§ Task
An acceptable answer repeats exactly the line containing "Tag every instance of the solar" and all lines that follow it in the listing below, and it includes no pictures.

==== Data for analysis

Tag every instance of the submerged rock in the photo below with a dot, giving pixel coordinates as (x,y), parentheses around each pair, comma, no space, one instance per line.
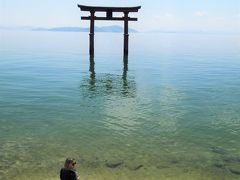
(137,167)
(231,159)
(234,171)
(114,165)
(218,150)
(219,165)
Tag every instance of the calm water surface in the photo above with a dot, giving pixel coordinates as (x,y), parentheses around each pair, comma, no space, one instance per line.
(171,112)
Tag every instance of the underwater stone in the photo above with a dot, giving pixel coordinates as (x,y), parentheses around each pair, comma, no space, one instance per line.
(231,159)
(234,171)
(138,167)
(219,165)
(218,150)
(114,165)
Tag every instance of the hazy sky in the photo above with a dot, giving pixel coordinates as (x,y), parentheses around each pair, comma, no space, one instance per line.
(210,15)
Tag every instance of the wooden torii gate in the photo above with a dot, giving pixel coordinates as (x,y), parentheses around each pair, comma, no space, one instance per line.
(109,16)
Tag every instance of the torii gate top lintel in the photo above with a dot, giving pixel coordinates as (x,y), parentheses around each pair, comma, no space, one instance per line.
(109,16)
(113,9)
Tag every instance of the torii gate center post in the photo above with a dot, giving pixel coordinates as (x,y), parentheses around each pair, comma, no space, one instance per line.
(109,16)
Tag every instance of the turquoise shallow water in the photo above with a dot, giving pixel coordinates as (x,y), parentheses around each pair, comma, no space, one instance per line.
(171,112)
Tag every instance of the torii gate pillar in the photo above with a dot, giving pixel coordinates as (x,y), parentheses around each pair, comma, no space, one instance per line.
(109,16)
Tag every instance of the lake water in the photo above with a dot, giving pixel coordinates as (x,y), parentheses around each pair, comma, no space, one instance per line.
(171,112)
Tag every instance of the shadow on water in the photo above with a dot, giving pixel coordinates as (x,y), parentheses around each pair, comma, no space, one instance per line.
(107,84)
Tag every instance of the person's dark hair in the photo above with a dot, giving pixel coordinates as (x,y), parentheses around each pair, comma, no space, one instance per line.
(69,161)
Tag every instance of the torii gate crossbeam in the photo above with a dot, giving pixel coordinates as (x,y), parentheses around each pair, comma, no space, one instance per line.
(109,16)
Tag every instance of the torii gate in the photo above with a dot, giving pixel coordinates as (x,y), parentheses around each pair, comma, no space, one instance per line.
(109,16)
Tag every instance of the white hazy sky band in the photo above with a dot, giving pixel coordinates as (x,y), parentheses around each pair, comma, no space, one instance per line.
(203,15)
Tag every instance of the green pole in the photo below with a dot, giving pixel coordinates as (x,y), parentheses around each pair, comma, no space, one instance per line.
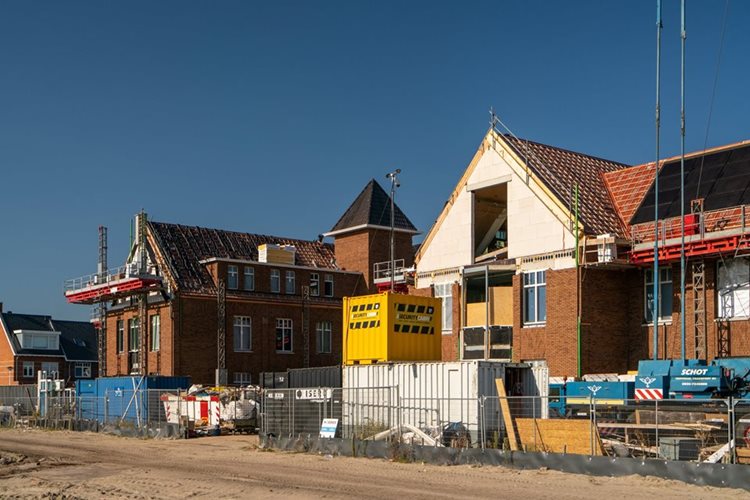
(578,285)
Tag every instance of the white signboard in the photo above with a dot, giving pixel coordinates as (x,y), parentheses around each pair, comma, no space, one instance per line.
(318,393)
(328,427)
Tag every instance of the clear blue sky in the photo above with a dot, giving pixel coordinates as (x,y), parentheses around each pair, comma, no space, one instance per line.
(270,117)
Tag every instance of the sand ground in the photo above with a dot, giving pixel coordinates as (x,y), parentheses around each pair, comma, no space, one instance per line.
(60,464)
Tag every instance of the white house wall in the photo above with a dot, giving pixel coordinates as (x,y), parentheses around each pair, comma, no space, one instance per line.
(534,226)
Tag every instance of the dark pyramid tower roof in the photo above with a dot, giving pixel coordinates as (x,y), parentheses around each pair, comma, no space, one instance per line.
(372,208)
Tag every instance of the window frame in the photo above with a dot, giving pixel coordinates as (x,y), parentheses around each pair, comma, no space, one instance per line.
(290,282)
(323,330)
(49,364)
(444,292)
(154,337)
(251,280)
(531,286)
(120,336)
(233,277)
(275,278)
(242,326)
(82,366)
(134,341)
(328,279)
(284,326)
(648,287)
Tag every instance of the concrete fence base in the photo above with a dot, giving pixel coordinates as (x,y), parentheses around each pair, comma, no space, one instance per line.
(702,474)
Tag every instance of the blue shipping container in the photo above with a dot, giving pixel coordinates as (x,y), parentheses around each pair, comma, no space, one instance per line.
(132,398)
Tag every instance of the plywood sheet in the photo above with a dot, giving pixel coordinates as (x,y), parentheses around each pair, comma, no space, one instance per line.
(507,417)
(559,436)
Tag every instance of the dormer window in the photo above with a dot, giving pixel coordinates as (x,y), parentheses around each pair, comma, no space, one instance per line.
(42,340)
(232,277)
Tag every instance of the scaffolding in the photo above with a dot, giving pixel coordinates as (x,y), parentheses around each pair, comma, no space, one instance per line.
(132,280)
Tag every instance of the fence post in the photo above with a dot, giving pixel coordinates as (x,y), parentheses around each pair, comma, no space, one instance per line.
(731,430)
(483,420)
(656,420)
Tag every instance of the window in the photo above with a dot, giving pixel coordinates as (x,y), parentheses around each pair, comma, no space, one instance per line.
(534,297)
(444,292)
(134,342)
(242,378)
(328,290)
(155,332)
(323,334)
(249,279)
(283,335)
(51,369)
(120,335)
(665,294)
(290,284)
(243,335)
(83,370)
(275,281)
(232,277)
(733,288)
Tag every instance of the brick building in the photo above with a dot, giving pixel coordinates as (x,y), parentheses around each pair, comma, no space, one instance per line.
(502,256)
(240,302)
(30,343)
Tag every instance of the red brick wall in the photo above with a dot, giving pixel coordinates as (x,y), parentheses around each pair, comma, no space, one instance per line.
(669,334)
(360,250)
(189,325)
(607,313)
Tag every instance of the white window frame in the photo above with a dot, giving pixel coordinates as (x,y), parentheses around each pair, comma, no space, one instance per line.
(155,334)
(444,292)
(733,288)
(532,282)
(328,281)
(120,336)
(324,336)
(275,281)
(82,370)
(249,282)
(665,277)
(284,327)
(290,283)
(134,337)
(51,367)
(233,277)
(242,334)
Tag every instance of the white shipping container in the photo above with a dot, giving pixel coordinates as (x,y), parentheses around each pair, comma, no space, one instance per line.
(432,395)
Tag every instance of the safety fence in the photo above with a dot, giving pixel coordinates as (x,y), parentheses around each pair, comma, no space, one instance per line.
(714,430)
(141,413)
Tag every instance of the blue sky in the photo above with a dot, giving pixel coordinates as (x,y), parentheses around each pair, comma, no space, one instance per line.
(270,117)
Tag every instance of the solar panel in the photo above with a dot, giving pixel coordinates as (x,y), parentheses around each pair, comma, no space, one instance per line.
(723,182)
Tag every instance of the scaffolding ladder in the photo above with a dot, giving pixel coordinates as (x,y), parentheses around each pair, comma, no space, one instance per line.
(698,272)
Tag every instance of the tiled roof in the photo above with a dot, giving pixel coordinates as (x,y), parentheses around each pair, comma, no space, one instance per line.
(185,246)
(627,188)
(561,169)
(77,338)
(373,207)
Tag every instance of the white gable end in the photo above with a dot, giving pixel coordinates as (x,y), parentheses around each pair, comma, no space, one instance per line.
(536,224)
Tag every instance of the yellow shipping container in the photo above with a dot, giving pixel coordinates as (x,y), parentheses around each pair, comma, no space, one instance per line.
(391,327)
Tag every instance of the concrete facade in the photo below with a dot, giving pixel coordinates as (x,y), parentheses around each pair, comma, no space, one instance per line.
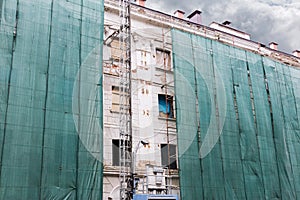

========

§ Final answer
Tag every instance of the solar panel in the photo above with a dot, giving pixel coordinates as (x,y), parentheses around each pair, comma, no space, one instance per line.
(723,182)
Tag every instance of the scaffolding ladder in the photo above with a dot, giving pixel coordinates as (x,y), parentheses around each pair, comma, no space, one instance per line.
(698,272)
Tag every instance of the tiled roof in the photo above with a dot, giving pixel coordinates as (x,y), parentheses around each pair, comma, no space, one instance per line.
(185,246)
(627,188)
(561,169)
(77,338)
(373,207)
Tag every instance of the white gable end in the photo above with a dot, giving pixel coordinates as (x,y), parentheses around each pair, comma, no space, one instance per line.
(536,224)
Tag every instance of the yellow shipping container in the photo above with a dot, giving pixel coordinates as (x,y), parentheses around each pair, comma, no space, one instance per line.
(391,327)
Tag every instance of the concrete facade in the photo below with a dot, giving pixel coordinates as (x,y), parentheses around each pair, comma, no space, one instance per line.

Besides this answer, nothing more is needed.